— start Data excerpts —

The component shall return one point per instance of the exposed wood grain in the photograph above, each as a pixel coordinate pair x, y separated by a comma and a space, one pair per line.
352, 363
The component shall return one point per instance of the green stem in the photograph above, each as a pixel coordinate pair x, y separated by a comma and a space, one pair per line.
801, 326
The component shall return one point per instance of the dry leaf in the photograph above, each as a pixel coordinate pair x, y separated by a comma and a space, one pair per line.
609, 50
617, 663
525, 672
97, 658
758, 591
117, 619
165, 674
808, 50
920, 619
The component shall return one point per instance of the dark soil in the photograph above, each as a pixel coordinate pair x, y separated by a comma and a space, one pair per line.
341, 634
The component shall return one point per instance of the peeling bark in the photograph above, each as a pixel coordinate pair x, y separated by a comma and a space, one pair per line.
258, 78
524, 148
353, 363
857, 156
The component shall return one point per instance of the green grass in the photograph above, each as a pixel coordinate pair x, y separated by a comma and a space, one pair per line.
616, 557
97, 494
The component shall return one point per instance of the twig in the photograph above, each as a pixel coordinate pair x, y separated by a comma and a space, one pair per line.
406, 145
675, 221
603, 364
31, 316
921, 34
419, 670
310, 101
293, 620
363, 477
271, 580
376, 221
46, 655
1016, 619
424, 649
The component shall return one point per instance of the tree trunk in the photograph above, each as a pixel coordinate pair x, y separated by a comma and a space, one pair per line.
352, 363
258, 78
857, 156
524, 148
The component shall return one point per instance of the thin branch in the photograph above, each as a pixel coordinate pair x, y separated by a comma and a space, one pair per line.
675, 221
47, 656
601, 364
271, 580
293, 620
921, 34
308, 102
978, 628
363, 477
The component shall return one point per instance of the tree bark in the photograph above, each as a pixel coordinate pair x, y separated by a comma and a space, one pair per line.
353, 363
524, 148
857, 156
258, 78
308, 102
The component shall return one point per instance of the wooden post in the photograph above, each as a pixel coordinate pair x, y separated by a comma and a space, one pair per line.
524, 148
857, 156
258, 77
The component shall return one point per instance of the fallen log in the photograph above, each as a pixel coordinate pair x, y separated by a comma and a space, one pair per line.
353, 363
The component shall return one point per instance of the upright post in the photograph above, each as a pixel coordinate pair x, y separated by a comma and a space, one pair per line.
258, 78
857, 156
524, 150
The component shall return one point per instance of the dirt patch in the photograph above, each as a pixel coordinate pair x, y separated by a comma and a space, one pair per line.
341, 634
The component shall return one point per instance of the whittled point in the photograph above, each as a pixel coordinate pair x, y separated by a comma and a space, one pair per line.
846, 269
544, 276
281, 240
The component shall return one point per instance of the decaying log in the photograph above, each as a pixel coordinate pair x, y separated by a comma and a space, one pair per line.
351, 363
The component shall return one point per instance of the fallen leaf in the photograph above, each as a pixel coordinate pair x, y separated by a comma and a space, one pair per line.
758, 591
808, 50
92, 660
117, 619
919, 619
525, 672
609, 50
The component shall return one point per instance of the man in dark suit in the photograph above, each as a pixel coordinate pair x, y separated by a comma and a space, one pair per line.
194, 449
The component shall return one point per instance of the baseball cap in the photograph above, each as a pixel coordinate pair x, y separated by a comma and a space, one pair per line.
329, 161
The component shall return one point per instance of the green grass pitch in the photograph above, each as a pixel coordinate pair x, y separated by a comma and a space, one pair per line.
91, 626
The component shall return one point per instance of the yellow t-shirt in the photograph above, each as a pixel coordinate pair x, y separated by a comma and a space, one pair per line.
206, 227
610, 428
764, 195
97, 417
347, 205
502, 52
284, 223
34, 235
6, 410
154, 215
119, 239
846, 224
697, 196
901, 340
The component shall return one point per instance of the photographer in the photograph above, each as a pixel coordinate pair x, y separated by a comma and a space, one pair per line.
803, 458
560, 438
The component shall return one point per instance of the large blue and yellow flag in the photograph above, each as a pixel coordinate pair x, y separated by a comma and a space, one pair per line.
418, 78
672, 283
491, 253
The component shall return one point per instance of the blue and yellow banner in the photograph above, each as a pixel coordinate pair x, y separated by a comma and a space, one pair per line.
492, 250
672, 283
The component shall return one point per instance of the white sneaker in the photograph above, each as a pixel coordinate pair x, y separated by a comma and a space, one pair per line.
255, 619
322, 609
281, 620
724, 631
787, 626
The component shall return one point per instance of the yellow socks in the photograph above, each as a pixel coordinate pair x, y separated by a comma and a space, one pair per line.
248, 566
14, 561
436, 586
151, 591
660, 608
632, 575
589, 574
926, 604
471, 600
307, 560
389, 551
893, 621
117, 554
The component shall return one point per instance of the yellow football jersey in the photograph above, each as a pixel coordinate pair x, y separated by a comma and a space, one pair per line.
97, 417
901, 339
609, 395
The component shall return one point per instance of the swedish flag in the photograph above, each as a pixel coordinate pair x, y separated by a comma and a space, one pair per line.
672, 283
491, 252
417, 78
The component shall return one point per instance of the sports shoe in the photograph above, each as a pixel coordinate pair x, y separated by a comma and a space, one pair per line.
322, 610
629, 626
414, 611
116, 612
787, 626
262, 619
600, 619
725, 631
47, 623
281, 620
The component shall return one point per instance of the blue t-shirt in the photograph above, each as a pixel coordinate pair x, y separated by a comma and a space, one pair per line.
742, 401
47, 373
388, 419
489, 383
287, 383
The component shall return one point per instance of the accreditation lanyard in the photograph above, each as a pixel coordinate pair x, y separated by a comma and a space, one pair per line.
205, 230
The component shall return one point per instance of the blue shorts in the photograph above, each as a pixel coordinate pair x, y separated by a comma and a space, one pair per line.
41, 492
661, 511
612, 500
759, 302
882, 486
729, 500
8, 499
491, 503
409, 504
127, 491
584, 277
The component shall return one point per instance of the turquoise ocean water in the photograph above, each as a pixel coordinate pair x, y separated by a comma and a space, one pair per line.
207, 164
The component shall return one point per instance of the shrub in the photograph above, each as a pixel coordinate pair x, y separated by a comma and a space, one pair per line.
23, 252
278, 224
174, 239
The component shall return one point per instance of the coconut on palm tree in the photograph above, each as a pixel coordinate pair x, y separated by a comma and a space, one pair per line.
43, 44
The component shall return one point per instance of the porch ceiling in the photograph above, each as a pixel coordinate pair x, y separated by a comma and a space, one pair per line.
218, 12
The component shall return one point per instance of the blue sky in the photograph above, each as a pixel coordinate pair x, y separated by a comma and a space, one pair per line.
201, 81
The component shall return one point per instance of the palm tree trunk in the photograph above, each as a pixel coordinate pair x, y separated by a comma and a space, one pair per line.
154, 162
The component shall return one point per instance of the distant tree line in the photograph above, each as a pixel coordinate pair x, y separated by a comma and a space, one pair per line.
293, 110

— end Data excerpts —

### Work to do:
Rewrite all of the data above as a two-column CSV with the header row input,output. Give one row per input, putting its text and its answer each in a single quoted field and replacing any line breaks with spaces.

### Result of the exercise:
input,output
"The component shall return one point per instance of the exposed wood grain in the photograph above, each as a pixel coordinate pair x, y separated by a comma and a space, one pair per line.","352, 363"
"The component shall return one point per instance of the green stem in the photograph above, each as a pixel coordinate pair x, y separated by a comma and a space, one pair per line.","801, 326"
"The component shall return one point per instance of the dry leaf in the photograph above, each as a pixel coordinate pair x, y separated by a comma and a space, one pair per line.","609, 50 617, 663 525, 672 97, 658 758, 591 117, 619 165, 674 808, 50 920, 619"
"The component shall return one point per instance of the dark soil in the photograph above, each as a pixel coordinate pair x, y separated by a comma and a space, one pair per line.","341, 634"
"The component shall return one point per instance of the peeling bark in the photograph above, each as a pixel coordinate pair x, y separated by a comma and a space, one pair per line.","258, 78 524, 148 353, 363 857, 156"
"The component shall return one point per instance of the green grass in the photograph above, each as a pixel coordinate pair x, y separated by a comma and a space, one pair per line.","616, 557 97, 494"
"The component shall return one point per instance of the twig in the photograph above, each as a pixel coordinate pair x, y separated by a comma and a space, one pair per line.","406, 145 675, 221 603, 364 31, 316 921, 34 419, 670 310, 101 293, 620 363, 477 271, 580 376, 221 46, 655 1016, 619 424, 649"
"The component shall return one point per instance of the tree trunk in the photograph above, each as a pixel coordinate pair x, y separated by a comma and a space, one pair per line.","352, 363 258, 78 857, 156 524, 148"
"The component shall return one point per instance of the thin branch in the photograph above, each as a pixel coordinate pair x, y separated by a comma and a space, one pair per line.","675, 221 47, 656 601, 364 271, 580 293, 620 921, 34 308, 102 978, 628 363, 477"
"The component shall return one point per instance of the tree bark in the photograph above, each as a pixel coordinate pair x, y separated by a comma and a space, one pair per line.","353, 363 524, 148 857, 156 258, 78 308, 102"
"The component shall return one point per instance of the wooden post in the photograph above, each as a pixel coordinate pair x, y separated by a comma and a space, one pair per line.","524, 148 857, 156 258, 77"
"The component shall return one point per instance of the fallen log in the photograph above, each as a pixel coordinate pair x, y separated by a comma and a space, one pair per line.","353, 363"
"The component shall return one point per instance of the upright post in the photograph above, each as a pixel coordinate pair x, y separated by a comma and a space, one pair per line.","258, 78 857, 156 524, 150"
"The component shall return one point per instance of the dirt patch in the photograph above, each as a pixel coordinate pair x, y separated by a comma and a space, one pair per line.","341, 634"
"The component shall return one point per instance of the whittled point in the photograph above, each as a pixel coordinate pair x, y separated by a comma and a space, one pair per line.","846, 269 544, 276 281, 240"
"The component shall return one point per instance of the decaying log in the photograph above, each as a pixel coordinate pair x, y separated by a comma and a space, one pair per line.","351, 363"
"The component shall return one point per instance of the fallen leaf in the photograph above, each as a pixel coordinate pair x, y separated by a comma and a space, one pair per line.","758, 591 808, 50 92, 660 117, 619 919, 619 525, 672 609, 50"
"The component shall return one point per instance of the man in dark suit in the photograph above, each as a pixel coordinate pair x, y separated by a comma and a space, one pair per line.","194, 449"
"The component shall return one point per instance of the baseball cap in the photograph above, each as a pixel coordinate pair x, y separated by a comma and a space, one pair per line.","329, 161"
"The component shall return one point per instance of the green grass pitch in the photograph above, each as a pixel coordinate pair x, y separated by a comma and a space, one pair per line.","91, 626"
"The component shall return one point per instance of the yellow t-shirt in the photograph above, each as a pixel coordinate pair x, y separated by a comma and a space, one pair per line.","206, 227 610, 428 764, 195 97, 417 347, 205 502, 52 284, 223 34, 235 6, 410 154, 215 119, 239 846, 224 697, 196 901, 340"
"The component shall return one point per instance of the photographer in the photograph above, each as a pixel coordinate pair x, y separated by a comma and a space, one pair per line.","803, 458 560, 438"
"The component shall return one point per instance of the large blue and yellow flag in the photograph above, each as a pixel coordinate pair x, y separated by a comma and a space, one pair per line.","418, 78 672, 283 491, 253"
"The component shall return one point per instance of the blue and yellow banner in the photograph above, each as a pixel coordinate pair x, y separated by a comma and a space, one pair per line.","492, 250 672, 283"
"The component shall return one point per instance of the white sneaker in the photograph above, each as a pixel coordinate pair x, y separated by a comma and a space, one pair per line.","255, 619 322, 609 281, 620 724, 631 787, 626"
"The component shall return one point per instance of the yellow socks in the photograph above, each as a pixel coordinate pair x, y separated by a comma and a space, one pair per line.","248, 566 14, 561 436, 586 151, 591 660, 608 632, 575 589, 574 926, 604 471, 600 307, 560 389, 551 893, 621 117, 554"
"The component shall return one point per instance of the yellow football jersey in the photograph above, each as a pixel coordinate pair x, y separated by a comma and a space, one pair per line.","97, 417 901, 339 609, 395"
"The component shall return one point per instance of the swedish flag in the photograph above, each as a pixel coordinate pair x, y separated by a comma and a space, one pair per line.","672, 283 491, 252 417, 78"
"The component shall return one point per instance of the sports shoe in the photograph above, each as a pixel coordinate pair x, y separated by a comma and a space, one pair per line.","322, 610 629, 626 414, 611 116, 612 787, 626 262, 619 600, 619 725, 631 47, 623 281, 620"
"The component shall return one point per instance of the blue t-shirt in the photograph above, each as a pixel coordinate pair x, y separated by a comma and a space, one pair per line.","742, 401 47, 373 388, 419 489, 383 287, 383"
"The component shall return one point per instance of the accreditation lanyard in the photograph above, each as a pixel coordinate pair x, y separated by a comma and a space, one pair per line.","205, 230"
"The component shall return one point per instance of the blue shorts in the photograph above, each as a pixel coordinate pair x, y separated by a comma and a space, one pair per line.","41, 492 661, 511 612, 500 759, 302 882, 486 729, 500 8, 499 491, 503 409, 504 127, 491 584, 277"
"The component shall return one point per instance of the turquoise ocean water in the photograph above, each as a pixel coordinate pair x, y separated by a comma and a space, one pair per line.","207, 164"
"The component shall return one point per instance of the shrub in the photograph above, each as a pixel coordinate pair x, y separated by a comma and a space, one pair per line.","23, 252 278, 224 174, 239"
"The component shall return one point per instance of the coconut on palm tree in the photograph above, each as a pixel coordinate pair x, y separated by a comma and a space, one pair per line.","43, 44"
"The component shall return one point per instance of the porch ceiling in the photograph above, each as a pixel coordinate pair x, y separated by a comma and a space, one pair per line.","218, 12"
"The component shall return one point per instance of the blue sky in the photograph above, each as a pixel coordinate pair x, y separated by a comma and a space, one pair per line.","201, 81"
"The component shall return one point per instance of the palm tree trunk in the photograph above, each as a pixel coordinate pair x, y separated by a comma and a space, one pair per line.","154, 162"
"The component shall return one point per instance of the distant tree line in the photograph above, each as a pixel coordinate pair x, y separated by a comma and a space, one pair per line.","293, 110"